- [Task description]
Format the rows below as a numbered list, skipping any blank lines and leaving out the pictures.

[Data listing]
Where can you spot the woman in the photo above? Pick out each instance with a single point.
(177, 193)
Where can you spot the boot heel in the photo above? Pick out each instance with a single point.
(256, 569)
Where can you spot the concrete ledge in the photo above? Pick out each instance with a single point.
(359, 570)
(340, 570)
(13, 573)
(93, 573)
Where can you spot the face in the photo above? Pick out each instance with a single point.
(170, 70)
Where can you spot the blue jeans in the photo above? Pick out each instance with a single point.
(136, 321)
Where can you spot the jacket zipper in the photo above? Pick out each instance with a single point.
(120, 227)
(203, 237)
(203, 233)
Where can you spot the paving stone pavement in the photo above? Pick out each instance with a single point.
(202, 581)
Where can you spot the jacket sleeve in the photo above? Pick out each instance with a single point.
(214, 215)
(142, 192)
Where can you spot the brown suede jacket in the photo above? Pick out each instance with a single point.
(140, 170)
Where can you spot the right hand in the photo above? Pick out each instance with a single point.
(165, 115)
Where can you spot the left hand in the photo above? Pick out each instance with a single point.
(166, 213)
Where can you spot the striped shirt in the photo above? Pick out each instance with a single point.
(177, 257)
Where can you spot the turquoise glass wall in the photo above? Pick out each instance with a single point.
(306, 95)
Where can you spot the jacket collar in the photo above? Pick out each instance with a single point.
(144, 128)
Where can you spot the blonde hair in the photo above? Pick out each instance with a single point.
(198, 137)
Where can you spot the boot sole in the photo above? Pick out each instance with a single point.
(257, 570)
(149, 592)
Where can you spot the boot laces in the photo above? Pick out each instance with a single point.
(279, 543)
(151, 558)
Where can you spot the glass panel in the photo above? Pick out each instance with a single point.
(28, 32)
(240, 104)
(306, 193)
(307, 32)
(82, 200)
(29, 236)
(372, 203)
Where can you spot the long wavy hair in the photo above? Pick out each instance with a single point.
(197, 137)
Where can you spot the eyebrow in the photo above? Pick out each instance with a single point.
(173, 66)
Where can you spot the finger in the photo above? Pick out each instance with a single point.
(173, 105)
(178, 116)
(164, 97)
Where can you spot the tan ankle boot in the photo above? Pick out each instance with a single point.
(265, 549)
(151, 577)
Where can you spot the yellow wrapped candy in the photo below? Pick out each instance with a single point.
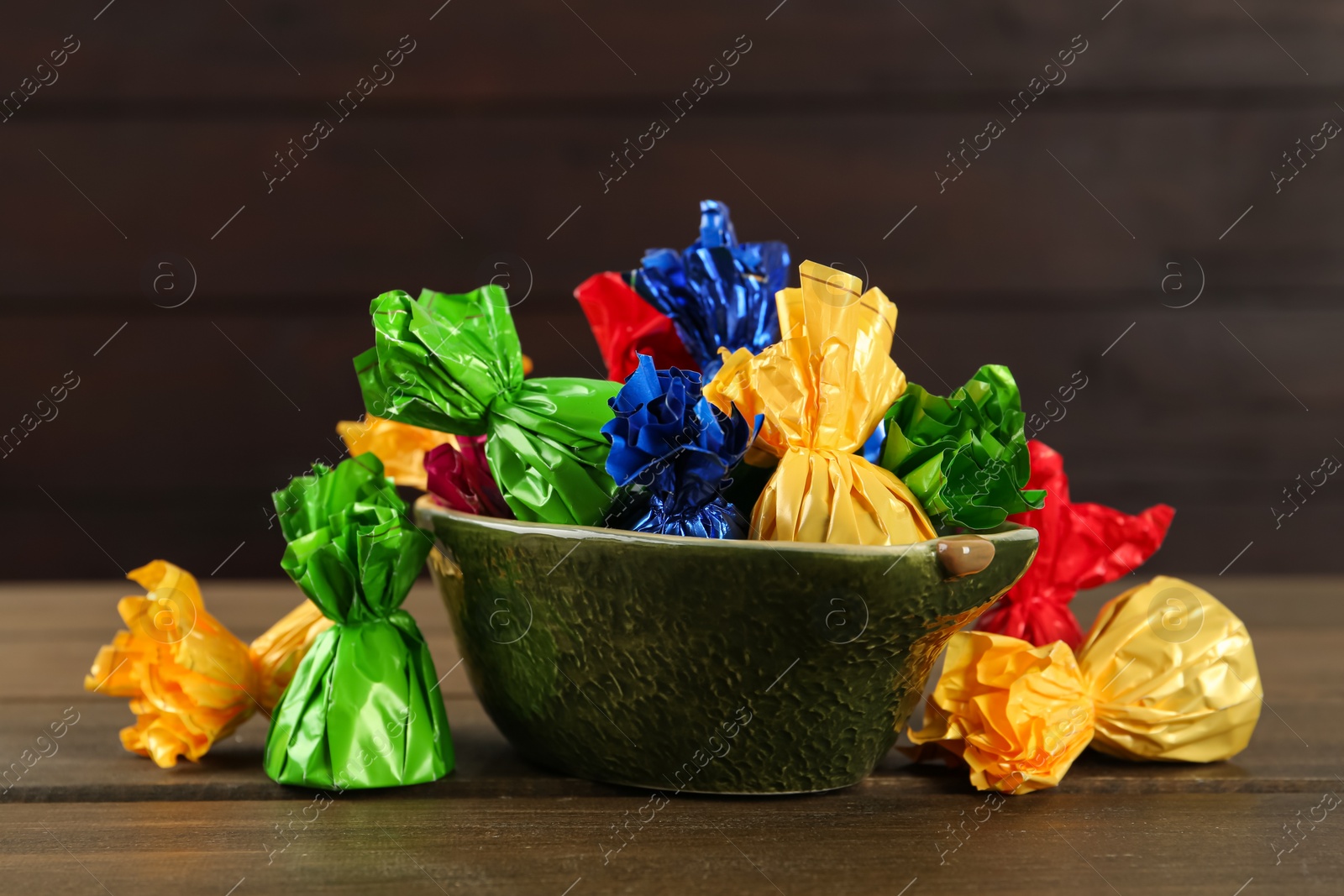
(400, 446)
(190, 680)
(1167, 673)
(823, 390)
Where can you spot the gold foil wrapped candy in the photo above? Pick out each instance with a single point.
(400, 446)
(1167, 673)
(823, 389)
(188, 679)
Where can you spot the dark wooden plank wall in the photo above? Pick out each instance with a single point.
(1050, 246)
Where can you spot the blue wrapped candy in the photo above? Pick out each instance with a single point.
(718, 291)
(671, 454)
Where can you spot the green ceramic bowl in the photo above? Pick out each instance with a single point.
(702, 665)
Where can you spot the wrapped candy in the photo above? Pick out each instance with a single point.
(965, 456)
(1167, 673)
(363, 708)
(718, 293)
(1082, 546)
(459, 477)
(400, 446)
(820, 391)
(452, 363)
(627, 327)
(672, 450)
(192, 683)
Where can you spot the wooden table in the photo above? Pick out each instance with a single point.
(92, 819)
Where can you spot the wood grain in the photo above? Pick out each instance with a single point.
(93, 819)
(1156, 150)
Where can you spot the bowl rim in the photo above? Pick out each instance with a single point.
(429, 506)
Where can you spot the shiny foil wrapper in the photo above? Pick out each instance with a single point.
(1167, 673)
(820, 394)
(964, 456)
(192, 683)
(363, 707)
(627, 327)
(452, 363)
(400, 446)
(1082, 546)
(718, 291)
(671, 454)
(459, 476)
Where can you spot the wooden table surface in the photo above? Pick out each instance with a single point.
(93, 819)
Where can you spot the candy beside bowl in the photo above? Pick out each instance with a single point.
(706, 665)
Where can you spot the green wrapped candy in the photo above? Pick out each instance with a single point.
(965, 456)
(363, 708)
(454, 364)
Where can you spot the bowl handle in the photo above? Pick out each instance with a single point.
(963, 555)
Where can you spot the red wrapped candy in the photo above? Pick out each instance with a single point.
(459, 477)
(1082, 546)
(625, 325)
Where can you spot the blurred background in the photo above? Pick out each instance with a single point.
(187, 255)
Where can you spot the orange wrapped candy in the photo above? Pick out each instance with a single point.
(400, 446)
(188, 679)
(1167, 673)
(823, 389)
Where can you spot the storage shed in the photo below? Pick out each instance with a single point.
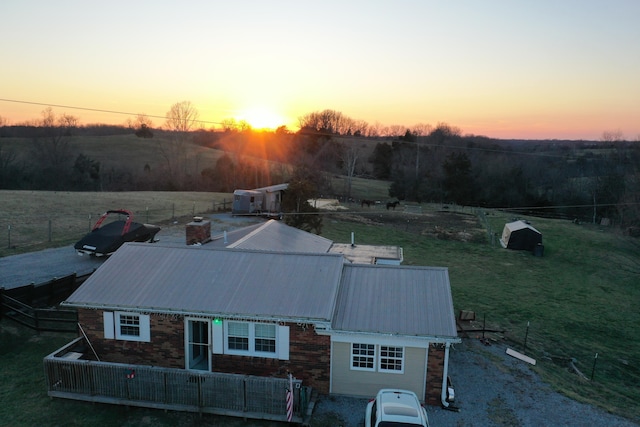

- [Task response]
1. Where can you spot the woman in the photo above? Pick out each instance with a single point.
2. (177, 193)
3. Where can you spot the boot heel in the photo above? Pick out each instance with a single point.
4. (256, 569)
5. Where can you spot the concrete ledge in the photo above? Pick out each instance with a single point.
6. (359, 570)
7. (340, 570)
8. (13, 573)
9. (93, 573)
10. Where can you spot the face in the photo above? Pick out each instance with a single point.
11. (170, 70)
12. Where can you spot the blue jeans in the photo above? Pick out each instance with a single point.
13. (136, 321)
14. Where can you spot the jacket zipper in the photo above? Pick out each instance with a single point.
15. (120, 227)
16. (203, 237)
17. (203, 233)
18. Where can you spot the paving stone pavement in the photo above? Pick out each instance with a single point.
19. (202, 581)
20. Where can you spot the jacket sleeve in the photo above? Pick out each instance with a single point.
21. (214, 215)
22. (142, 192)
23. Where can you spot the brown suede jacket in the photo above? Pick out each instance with a single point.
24. (140, 170)
25. Where can you spot the right hand in the photo above? Pick out each instance with a single point.
26. (165, 115)
27. Where can you spot the left hand in the photo above? Pick out each instance with a single point.
28. (166, 213)
29. Where can you spot the striped shirt in the photo above? Pick out each instance with a single point.
30. (177, 257)
31. Where can you spot the turquoise glass wall in the photo above? Pick out each instance with a single point.
32. (306, 95)
33. Where can you spot the jacket collar in the photo above? Pick out each instance with a single point.
34. (144, 128)
35. Where can you spot the blonde hair in the photo above? Pick out each instance with a single point.
36. (198, 137)
37. Where can you spot the boot sole in the photo above? Pick out each instance with a single point.
38. (257, 570)
39. (149, 592)
40. Where can you spot the boot laces in the photo above? Pick out each instance with a single point.
41. (279, 543)
42. (151, 558)
43. Where can you spot the glass panel in the photo above? Pick out each instance with a single point.
44. (28, 32)
45. (240, 104)
46. (306, 193)
47. (307, 32)
48. (82, 200)
49. (29, 236)
50. (372, 203)
51. Where can you spot the long wavy hair in the photo above? Pick out each instance with a single point.
52. (197, 137)
53. Where can you spot the eyebrow in the photo above? Pick out each instance with a single point.
54. (173, 66)
55. Where can you spot the finger in the photo above? Pick out each instance with a single point.
56. (173, 105)
57. (178, 116)
58. (164, 97)
59. Where can you spot the tan ankle boot in the photo above? Pick out each instance with a single point.
60. (265, 549)
61. (151, 577)
62. Where can you spot the yellow wrapped candy in the photo below? Pick out each instance with a single point.
63. (400, 446)
64. (190, 680)
65. (1167, 673)
66. (823, 390)
67. Where can you spot the gold foil wrapped candy in the photo above? Pick out each instance with a single point.
68. (400, 446)
69. (1167, 673)
70. (823, 389)
71. (188, 679)
72. Where can you spot the dark wooden plank wall in the photo above? Pick out each instance with a single point.
73. (1050, 246)
74. Where can you spot the blue wrapped candy in the photo above? Pick out each instance with a single point.
75. (718, 291)
76. (671, 454)
77. Where can you spot the green ceramic bowl in the photo above? Pick out each instance with a single point.
78. (702, 665)
79. Where can you spot the wrapped candy in the photo above? Pick out each instance with a single point.
80. (965, 456)
81. (1167, 673)
82. (363, 708)
83. (718, 293)
84. (1082, 546)
85. (459, 477)
86. (400, 446)
87. (820, 391)
88. (452, 363)
89. (627, 327)
90. (672, 450)
91. (192, 683)
92. Where can you spot the wooden table in the photo above? Pick out each instance with a single point.
93. (92, 819)
94. Where can you spot the wood grain in the photo above? Pick out each instance with a single point.
95. (93, 819)
96. (1156, 150)
97. Where can you spot the bowl rim in the photo above? Pick out each instance with a single point.
98. (429, 506)
99. Where can you spot the shiny foil wrapper in the photo above? Pick out each instance with a single point.
100. (1167, 673)
101. (820, 394)
102. (964, 456)
103. (192, 683)
104. (363, 707)
105. (627, 327)
106. (452, 363)
107. (400, 446)
108. (1082, 546)
109. (718, 291)
110. (671, 454)
111. (459, 476)
112. Where can you spot the wooden table surface in the photo above? Pick out each instance with a single point.
113. (93, 819)
114. Where can you spot the candy beside bowl in the photo above? Pick out each instance with a single point.
115. (706, 665)
116. Where can you spot the green wrapped candy in the photo above? Pick out each instance with a single point.
117. (965, 456)
118. (363, 708)
119. (454, 364)
120. Where can you spot the bowl handle in the photo above? Pick out each instance with a single point.
121. (963, 555)
122. Where can you spot the red wrapped candy in the photo above? Pick out each instance with a single point.
123. (459, 477)
124. (1082, 546)
125. (625, 325)
126. Where can you spot the blurred background in the photo above? Pick out each instance with a single point.
127. (187, 255)
128. Where can you spot the orange wrapped candy in the photo above? Pick out each instance with a single point.
129. (400, 446)
130. (188, 679)
131. (1167, 673)
132. (823, 389)
133. Where can you spot the storage shed in the photo below? Pick out each instance with a single point.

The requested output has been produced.